Provided material:
_____
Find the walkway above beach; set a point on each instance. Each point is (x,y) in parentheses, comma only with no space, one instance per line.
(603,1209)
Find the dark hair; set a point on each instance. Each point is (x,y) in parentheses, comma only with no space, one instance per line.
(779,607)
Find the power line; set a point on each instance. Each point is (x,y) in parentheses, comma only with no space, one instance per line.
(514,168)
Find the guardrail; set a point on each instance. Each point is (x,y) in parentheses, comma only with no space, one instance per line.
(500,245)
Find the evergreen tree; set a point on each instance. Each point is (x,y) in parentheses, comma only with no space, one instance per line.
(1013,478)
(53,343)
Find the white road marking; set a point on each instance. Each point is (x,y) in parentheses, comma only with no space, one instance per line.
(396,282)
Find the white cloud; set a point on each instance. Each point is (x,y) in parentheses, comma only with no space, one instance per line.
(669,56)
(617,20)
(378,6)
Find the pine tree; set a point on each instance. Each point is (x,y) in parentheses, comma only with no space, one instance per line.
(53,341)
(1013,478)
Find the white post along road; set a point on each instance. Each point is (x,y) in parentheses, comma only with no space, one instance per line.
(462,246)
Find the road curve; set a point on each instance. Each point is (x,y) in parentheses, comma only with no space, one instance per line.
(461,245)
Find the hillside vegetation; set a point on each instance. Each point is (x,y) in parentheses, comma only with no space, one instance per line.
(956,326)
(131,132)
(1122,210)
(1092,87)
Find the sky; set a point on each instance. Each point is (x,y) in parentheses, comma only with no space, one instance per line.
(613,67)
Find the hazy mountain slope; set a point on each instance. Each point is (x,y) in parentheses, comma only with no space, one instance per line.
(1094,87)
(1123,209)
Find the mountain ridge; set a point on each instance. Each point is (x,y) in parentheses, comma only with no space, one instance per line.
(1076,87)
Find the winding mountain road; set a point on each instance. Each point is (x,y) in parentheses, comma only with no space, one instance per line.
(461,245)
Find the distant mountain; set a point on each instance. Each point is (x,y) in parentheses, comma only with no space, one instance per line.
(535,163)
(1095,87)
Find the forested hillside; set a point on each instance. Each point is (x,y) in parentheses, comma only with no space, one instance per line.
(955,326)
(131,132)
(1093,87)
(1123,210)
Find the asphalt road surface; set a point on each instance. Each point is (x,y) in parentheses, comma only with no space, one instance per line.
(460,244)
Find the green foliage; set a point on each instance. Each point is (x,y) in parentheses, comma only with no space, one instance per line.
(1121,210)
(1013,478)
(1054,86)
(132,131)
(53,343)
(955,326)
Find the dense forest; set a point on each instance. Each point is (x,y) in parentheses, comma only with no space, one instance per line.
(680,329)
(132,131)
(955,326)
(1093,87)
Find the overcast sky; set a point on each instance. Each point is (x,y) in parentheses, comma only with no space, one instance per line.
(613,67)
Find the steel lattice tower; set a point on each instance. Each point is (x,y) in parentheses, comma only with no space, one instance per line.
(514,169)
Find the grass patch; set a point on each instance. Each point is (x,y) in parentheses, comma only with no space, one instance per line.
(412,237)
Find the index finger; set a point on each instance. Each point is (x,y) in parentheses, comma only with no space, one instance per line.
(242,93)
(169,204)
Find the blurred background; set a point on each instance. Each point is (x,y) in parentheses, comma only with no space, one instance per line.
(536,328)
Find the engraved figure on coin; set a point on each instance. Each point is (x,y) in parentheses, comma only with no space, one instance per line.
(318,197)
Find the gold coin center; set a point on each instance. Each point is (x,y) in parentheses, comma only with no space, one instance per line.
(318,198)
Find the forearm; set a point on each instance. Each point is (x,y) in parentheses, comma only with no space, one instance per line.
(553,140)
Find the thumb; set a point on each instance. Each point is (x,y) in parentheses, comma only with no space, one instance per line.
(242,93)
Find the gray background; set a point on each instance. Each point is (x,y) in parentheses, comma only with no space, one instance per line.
_____
Goal:
Rewrite the data from the line containing "Find the gold" through the end of the data, both included, changing "forearm" to "wrist" and leaving everything else unchanged.

Task solution:
Find the gold coin center; set a point on each instance. Each point is (x,y) in parentheses, comma only with no space, one instance per line.
(318,198)
Find the wrist; set a point on each instance. Each point is (x,y) in parentheses, comma only with no space, one instance per line.
(553,140)
Find the thumb; set a point on each instance. Each point is (x,y) in parentheses, comma only with no space, one instance per line.
(242,93)
Find the gray background; set a point on each instance. Each point is (x,y) in parentheses, comma only with no space, one instance per line.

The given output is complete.